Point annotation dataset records
######

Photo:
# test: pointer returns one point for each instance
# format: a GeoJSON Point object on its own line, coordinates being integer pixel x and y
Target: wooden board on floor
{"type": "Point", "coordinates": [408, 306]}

######

EXERCISE BRIEF -> Rescale the data above by copying every line again, with each coordinate in the answers multiplied by 1.9 and rounded to a whole number, halves rounded up. All other lines stay the same.

SOLVED EXERCISE ->
Photo:
# test: pointer returns one point for each instance
# format: a GeoJSON Point object on its own line, coordinates being integer pixel x and y
Target: wooden board on floor
{"type": "Point", "coordinates": [775, 581]}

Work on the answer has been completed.